SUPPLIED DATA

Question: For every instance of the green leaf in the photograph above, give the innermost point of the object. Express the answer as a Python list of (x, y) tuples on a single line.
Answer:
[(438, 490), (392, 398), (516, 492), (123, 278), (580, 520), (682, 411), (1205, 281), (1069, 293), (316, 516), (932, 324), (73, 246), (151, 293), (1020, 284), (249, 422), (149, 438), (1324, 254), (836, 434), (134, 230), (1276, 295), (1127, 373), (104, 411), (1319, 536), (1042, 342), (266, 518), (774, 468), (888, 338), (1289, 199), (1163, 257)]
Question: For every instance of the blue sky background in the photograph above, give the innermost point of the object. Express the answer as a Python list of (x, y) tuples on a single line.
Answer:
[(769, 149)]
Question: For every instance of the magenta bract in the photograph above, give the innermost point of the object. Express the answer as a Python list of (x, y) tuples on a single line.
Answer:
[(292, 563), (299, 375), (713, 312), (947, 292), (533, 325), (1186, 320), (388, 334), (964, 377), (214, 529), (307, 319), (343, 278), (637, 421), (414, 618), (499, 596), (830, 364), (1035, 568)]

WHAT YOU NEED TO DO
Across the whole listing, every line must be copied exactly.

YOUR RESPONSE
Question: For every instance of the green leaf in the photograph above, give the innermost point of the object. Express the answer as a Python list of (x, y) tuples on a single line.
Answer:
[(438, 490), (392, 398), (516, 492), (123, 278), (580, 520), (682, 411), (1205, 281), (1069, 293), (316, 516), (932, 324), (73, 246), (151, 293), (1020, 284), (249, 422), (149, 438), (1324, 254), (836, 434), (134, 230), (1276, 295), (1127, 373), (104, 411), (1319, 536), (1042, 342), (266, 518), (774, 468), (888, 338), (1289, 199), (1163, 257)]
Question: For every instance of the blue sky background in the photograph above, give the innermost point of the object. Express the answer as a Python list of (x, y) tuples on a single line.
Answer:
[(769, 149)]
Question: For every instance of the magenta bract in the photograph above, give the innermost point of the object. Express the answer as a Python list of (x, y) tuples on a single line.
Answer:
[(292, 563), (299, 375), (713, 312), (947, 292), (533, 325), (1186, 320), (388, 334), (964, 377), (214, 529), (307, 319), (343, 278), (637, 421), (414, 618), (499, 596), (830, 364), (1035, 568)]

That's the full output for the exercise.